• _Written instruction A_: In the Finishing Move Inc. interview, reproduce the passage from "From Halo to" up to and including "moments, Finishing Move Inc.".
• _Written instruction B_: According to the Finishing Move Inc. interview, which two people make up the duo?

From Halo to Hollywood: Getting to know music and sound design team Finishing Move Inc.

finishing move inc.
Words by Mixdown Staff

Meet the soundtracking Dons behind some of your favourite on-screen moments, Finishing Move Inc.

Finishing Move Inc. are without doubt one of the most in-demand sound design/composition teams going at the moment.

The LA-based duo, made up of Brian White and Brian Trifon, have over time accumulated the kind of credit list that most can only dream of, having worked on some of the biggest titles in the gaming and film world.

Read up on all the latest interviews here.

We recently caught up with Brian and Brian, to talk Halo, Hollywood, and the hardware that got them there.

Did you guys know each other prior to entering the industry? What is it about working together that makes it such a potent pairing?

We were good friends before we started Finishing Move Inc. and had collaborated together on various projects at a commercial music house we both worked for in the late ’00s. We noticed that we had very complementary skill sets, and whenever we’d collaborate on something, it would just turn out a lot better, so we decided to team up and form Finishing Move Inc.

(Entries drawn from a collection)
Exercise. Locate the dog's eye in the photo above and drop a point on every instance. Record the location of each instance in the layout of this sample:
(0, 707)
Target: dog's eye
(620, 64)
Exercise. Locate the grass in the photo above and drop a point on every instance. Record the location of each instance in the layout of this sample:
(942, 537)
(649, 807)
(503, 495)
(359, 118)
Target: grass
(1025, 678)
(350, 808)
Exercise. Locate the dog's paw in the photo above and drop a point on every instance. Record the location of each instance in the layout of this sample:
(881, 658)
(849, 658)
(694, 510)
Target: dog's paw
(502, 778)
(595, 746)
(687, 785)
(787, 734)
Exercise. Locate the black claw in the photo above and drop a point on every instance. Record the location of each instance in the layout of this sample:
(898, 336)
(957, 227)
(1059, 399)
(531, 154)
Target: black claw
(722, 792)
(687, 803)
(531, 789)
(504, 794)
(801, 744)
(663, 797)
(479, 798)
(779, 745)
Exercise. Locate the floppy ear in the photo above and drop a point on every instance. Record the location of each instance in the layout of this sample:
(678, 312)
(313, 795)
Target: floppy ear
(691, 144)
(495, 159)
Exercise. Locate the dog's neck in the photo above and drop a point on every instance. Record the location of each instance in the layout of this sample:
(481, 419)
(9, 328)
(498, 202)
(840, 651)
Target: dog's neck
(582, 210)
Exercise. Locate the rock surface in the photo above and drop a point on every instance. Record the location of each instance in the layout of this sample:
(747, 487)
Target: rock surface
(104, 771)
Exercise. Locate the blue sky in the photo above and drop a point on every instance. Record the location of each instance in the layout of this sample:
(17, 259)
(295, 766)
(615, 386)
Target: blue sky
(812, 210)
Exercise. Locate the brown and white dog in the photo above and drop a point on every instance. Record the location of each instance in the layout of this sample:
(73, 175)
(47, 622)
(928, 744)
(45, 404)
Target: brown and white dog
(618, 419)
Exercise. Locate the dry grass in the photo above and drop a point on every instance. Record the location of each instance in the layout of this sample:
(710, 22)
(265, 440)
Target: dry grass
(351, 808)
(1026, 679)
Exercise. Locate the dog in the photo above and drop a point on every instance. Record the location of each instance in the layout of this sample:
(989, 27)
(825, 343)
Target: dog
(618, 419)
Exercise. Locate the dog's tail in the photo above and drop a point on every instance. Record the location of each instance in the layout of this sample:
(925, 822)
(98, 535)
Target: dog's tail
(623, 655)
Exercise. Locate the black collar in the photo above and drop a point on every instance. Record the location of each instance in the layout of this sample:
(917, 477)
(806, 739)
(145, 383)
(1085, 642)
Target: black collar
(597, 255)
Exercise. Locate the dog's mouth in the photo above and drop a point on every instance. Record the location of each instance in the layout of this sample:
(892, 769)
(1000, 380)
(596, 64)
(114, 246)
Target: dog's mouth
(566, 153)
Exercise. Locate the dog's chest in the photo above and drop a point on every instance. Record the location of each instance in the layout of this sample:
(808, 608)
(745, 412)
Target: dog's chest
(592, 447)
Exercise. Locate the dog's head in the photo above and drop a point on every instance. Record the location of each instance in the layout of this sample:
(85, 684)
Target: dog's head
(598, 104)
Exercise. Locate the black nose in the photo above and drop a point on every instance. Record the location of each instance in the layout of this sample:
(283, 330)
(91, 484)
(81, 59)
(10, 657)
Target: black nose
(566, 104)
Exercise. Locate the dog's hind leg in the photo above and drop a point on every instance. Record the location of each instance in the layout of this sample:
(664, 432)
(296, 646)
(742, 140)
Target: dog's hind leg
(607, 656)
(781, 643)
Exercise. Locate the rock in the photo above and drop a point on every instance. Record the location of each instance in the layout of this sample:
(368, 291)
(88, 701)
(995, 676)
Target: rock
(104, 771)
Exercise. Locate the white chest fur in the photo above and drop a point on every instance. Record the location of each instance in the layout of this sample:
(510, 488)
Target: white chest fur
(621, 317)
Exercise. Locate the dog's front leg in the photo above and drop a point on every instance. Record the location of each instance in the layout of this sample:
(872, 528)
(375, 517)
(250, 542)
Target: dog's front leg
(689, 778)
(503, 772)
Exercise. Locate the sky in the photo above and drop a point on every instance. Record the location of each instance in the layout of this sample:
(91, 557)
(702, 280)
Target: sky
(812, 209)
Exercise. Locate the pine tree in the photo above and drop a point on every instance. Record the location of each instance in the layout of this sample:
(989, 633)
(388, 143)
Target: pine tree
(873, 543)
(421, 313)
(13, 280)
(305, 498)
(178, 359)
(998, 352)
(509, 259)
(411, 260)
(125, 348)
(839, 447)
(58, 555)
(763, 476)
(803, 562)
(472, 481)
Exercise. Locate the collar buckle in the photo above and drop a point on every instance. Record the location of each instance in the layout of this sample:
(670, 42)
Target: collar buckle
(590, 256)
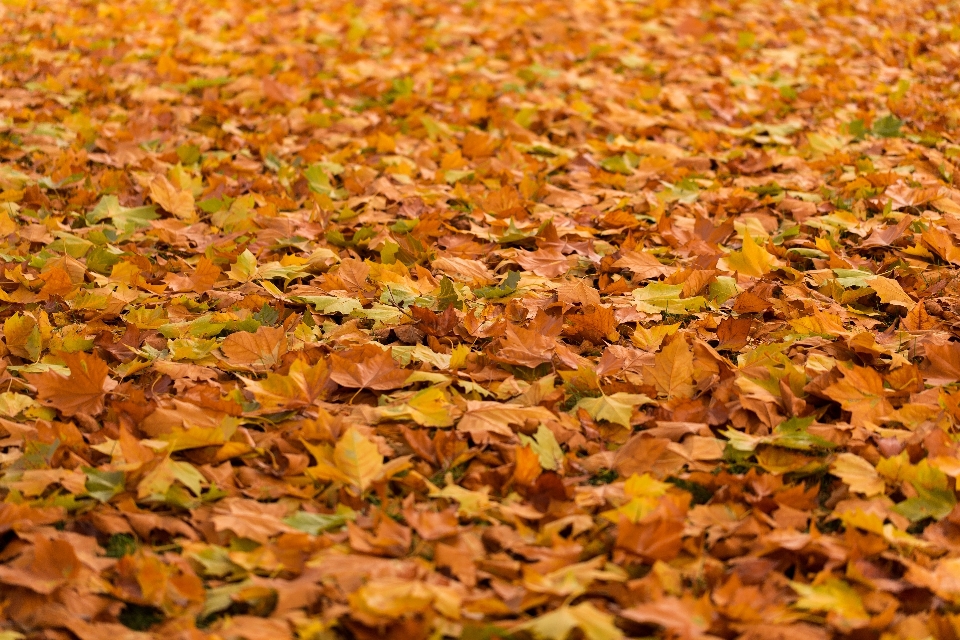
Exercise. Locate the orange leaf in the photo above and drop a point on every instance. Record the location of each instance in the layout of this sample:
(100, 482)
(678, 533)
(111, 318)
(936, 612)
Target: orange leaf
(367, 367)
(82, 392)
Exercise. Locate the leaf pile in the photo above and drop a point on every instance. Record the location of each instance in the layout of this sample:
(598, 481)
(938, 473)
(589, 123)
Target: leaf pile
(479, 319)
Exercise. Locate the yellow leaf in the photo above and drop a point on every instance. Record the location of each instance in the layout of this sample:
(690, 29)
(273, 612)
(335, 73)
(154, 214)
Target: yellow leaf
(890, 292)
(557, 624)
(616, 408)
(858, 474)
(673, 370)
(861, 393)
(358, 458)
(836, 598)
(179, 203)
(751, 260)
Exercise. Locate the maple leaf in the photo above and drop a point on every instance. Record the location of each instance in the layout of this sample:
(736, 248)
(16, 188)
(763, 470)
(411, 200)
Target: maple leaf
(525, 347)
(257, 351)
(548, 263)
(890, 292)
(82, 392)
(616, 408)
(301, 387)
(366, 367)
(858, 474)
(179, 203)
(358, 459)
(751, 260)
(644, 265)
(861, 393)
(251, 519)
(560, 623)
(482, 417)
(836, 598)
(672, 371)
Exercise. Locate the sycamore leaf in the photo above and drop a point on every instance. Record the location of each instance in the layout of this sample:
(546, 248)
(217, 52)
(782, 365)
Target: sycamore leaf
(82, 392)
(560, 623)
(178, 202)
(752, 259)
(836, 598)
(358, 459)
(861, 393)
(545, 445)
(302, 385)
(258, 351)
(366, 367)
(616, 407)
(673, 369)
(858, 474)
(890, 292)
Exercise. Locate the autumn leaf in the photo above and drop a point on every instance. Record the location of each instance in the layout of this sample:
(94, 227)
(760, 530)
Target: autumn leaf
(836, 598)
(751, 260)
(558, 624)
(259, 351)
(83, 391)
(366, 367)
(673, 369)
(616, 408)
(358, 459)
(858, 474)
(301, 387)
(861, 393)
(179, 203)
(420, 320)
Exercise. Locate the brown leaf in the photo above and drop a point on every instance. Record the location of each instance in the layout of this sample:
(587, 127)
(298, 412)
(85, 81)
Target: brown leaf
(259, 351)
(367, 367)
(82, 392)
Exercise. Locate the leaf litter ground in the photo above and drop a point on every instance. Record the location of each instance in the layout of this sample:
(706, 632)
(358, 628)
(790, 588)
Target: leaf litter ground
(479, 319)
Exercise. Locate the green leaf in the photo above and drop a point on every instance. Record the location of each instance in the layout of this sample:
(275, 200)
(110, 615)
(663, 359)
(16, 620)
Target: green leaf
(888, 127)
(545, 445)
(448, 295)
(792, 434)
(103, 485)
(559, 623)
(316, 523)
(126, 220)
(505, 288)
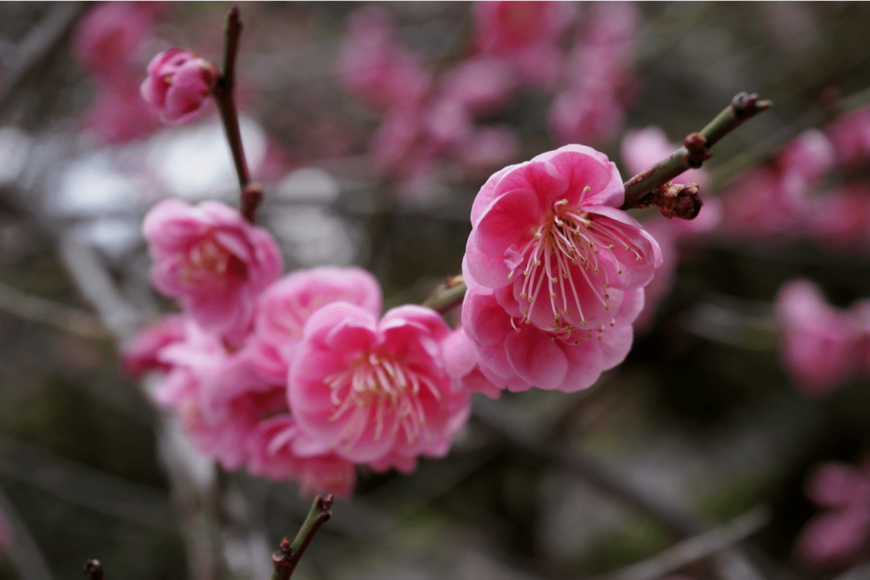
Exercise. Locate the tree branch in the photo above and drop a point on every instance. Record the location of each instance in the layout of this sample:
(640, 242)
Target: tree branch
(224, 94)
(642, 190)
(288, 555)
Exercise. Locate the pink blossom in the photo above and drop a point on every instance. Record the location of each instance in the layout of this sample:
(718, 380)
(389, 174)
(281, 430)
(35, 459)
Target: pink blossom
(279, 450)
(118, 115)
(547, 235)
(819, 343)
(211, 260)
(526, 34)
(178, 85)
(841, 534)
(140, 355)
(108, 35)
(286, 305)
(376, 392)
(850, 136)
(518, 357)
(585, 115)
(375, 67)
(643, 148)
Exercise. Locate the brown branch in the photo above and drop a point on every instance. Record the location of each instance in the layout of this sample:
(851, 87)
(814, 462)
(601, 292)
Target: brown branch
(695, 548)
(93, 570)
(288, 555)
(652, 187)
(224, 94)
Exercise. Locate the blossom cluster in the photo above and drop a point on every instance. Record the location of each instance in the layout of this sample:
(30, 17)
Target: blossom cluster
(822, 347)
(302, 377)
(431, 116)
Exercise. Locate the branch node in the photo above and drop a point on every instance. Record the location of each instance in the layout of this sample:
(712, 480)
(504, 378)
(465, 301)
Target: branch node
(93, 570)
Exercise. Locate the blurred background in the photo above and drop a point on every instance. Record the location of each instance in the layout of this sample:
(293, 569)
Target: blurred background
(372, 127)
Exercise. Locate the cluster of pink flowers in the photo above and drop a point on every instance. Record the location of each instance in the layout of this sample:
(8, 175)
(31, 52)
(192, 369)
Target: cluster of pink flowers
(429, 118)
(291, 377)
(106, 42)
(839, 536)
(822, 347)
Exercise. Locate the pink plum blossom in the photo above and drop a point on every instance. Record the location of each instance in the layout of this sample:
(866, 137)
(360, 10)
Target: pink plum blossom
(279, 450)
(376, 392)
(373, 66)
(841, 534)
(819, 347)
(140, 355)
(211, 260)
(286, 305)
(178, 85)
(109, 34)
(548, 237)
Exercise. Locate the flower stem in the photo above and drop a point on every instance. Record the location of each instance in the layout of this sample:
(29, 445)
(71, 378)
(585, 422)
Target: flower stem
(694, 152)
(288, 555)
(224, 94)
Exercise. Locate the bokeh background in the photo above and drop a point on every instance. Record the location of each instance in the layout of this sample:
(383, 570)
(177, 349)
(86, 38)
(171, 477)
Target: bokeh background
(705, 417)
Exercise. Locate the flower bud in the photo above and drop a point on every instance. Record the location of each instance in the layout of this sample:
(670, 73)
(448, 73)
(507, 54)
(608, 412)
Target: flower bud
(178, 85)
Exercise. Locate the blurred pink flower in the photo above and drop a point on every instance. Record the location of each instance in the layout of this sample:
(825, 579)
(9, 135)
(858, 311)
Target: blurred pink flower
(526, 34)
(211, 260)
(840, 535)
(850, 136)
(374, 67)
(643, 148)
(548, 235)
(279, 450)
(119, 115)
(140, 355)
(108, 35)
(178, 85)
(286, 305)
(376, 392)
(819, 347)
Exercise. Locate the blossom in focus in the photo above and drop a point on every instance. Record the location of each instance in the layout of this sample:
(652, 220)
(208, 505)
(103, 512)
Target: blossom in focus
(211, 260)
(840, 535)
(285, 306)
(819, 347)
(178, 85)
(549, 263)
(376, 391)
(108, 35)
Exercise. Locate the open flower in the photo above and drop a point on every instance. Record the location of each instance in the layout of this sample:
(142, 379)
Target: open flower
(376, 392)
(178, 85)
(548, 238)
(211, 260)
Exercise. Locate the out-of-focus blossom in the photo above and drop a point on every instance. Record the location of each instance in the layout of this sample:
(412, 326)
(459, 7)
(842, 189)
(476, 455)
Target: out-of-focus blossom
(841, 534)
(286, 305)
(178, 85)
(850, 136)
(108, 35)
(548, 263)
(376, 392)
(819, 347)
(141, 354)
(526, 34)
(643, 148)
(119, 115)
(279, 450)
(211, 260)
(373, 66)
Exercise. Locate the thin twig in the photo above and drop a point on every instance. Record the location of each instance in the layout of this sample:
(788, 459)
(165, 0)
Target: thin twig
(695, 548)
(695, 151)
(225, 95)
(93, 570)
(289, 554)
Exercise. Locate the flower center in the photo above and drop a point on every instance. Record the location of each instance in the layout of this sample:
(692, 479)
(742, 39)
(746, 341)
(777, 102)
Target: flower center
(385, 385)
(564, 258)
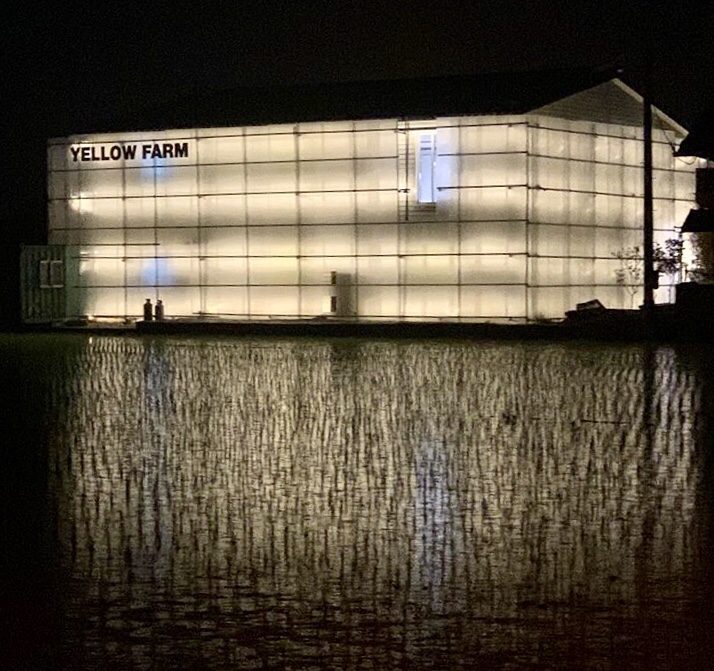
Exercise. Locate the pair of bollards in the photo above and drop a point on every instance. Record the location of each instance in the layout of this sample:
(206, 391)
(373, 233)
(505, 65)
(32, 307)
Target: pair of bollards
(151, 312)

• _Final result A_:
From Halo to Hollywood: Getting to know music and sound design team Finishing Move Inc.

finishing move inc.
Words by Mixdown Staff

Meet the soundtracking Dons behind some of your favourite on-screen moments, Finishing Move Inc.

• _Final result B_: Brian White and Brian Trifon.